** Description of the task **
Restrict the output to the lines below starting at the one that contains "Target: brick paving" and ending at the one that contains "[locate] tree trunk", and restate them word for word, both ends included.

*** Opening Dataset records ***

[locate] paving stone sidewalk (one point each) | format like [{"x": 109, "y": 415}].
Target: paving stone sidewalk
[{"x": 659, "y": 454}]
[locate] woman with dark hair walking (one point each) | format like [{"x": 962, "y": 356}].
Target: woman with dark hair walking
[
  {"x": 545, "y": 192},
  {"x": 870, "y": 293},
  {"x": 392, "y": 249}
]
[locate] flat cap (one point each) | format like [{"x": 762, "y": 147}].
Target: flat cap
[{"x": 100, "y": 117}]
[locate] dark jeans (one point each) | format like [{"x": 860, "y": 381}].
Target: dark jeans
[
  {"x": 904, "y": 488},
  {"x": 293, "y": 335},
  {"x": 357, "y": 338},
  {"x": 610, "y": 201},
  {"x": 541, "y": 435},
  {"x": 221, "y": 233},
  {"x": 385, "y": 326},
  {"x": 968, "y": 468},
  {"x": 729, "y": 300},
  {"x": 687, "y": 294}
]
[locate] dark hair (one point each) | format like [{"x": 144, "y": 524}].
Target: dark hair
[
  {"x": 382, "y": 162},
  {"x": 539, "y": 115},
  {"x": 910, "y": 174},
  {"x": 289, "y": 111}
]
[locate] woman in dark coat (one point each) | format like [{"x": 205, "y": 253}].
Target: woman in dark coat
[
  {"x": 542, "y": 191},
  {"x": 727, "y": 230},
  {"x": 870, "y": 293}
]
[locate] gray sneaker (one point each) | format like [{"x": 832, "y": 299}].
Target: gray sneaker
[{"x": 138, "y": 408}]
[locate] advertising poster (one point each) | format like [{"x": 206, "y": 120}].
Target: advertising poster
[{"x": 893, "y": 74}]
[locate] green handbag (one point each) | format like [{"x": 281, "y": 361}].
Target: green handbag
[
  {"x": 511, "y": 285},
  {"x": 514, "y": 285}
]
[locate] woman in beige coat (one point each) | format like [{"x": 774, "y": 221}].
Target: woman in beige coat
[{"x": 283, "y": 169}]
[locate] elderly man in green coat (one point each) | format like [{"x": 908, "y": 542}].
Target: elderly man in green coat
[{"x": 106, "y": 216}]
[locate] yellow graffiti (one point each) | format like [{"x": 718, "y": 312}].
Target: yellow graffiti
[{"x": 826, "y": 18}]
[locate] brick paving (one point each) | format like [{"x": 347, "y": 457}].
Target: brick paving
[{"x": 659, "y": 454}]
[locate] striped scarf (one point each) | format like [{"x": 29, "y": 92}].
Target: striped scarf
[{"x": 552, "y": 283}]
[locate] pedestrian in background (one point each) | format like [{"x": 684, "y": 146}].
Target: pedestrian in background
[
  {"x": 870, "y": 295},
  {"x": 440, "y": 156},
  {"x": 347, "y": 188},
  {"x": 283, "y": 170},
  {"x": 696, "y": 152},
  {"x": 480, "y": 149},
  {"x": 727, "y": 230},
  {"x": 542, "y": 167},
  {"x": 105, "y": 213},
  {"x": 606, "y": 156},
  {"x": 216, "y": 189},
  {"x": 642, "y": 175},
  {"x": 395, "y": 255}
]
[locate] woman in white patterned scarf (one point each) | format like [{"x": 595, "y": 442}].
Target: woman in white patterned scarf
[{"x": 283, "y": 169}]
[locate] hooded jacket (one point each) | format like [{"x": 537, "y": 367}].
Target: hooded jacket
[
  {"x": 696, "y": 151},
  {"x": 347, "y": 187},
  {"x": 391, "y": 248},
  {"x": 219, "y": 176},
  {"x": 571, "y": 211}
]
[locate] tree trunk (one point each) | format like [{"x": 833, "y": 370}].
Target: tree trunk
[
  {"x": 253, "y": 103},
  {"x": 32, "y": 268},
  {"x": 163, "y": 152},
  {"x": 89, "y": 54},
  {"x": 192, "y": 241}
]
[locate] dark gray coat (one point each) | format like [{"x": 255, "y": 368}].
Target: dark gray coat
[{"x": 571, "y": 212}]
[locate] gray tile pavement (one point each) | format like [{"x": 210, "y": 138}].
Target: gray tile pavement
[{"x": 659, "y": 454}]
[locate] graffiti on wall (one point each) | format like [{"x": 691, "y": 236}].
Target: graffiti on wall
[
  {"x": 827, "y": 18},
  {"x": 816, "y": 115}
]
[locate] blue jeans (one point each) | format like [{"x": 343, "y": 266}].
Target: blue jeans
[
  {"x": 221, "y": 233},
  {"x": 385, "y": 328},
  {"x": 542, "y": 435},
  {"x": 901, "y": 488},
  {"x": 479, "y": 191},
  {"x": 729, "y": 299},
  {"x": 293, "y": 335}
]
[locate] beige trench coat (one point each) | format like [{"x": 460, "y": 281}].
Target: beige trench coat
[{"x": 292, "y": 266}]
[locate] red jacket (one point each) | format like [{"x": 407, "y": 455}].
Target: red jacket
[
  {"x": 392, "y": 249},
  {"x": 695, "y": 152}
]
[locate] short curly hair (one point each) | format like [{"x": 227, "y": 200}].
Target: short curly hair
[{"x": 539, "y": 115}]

*** Closing Dataset records ***

** Solved problem **
Target: brick paving
[{"x": 659, "y": 454}]
[locate] striped scarf (one point each) | format like [{"x": 29, "y": 92}].
Target: striped scarf
[{"x": 552, "y": 283}]
[locate] pedestrian in background (one point each) | format like [{"x": 684, "y": 146}].
Target: pedestrian in background
[
  {"x": 870, "y": 295},
  {"x": 440, "y": 156},
  {"x": 347, "y": 188},
  {"x": 283, "y": 170},
  {"x": 696, "y": 152},
  {"x": 480, "y": 149},
  {"x": 727, "y": 230},
  {"x": 542, "y": 167},
  {"x": 105, "y": 213},
  {"x": 606, "y": 156},
  {"x": 216, "y": 189},
  {"x": 642, "y": 175},
  {"x": 395, "y": 255}
]
[locate] woman in white patterned scarf (one point each) | format like [{"x": 595, "y": 442}].
Target: woman in white patterned scarf
[{"x": 283, "y": 169}]
[locate] hooded jacket (one point each) | format like [{"x": 537, "y": 367}].
Target: hooded jacket
[
  {"x": 696, "y": 151},
  {"x": 347, "y": 187},
  {"x": 391, "y": 248},
  {"x": 219, "y": 176},
  {"x": 571, "y": 211}
]
[locate] tree trunk (one point each) | format like [{"x": 833, "y": 370}].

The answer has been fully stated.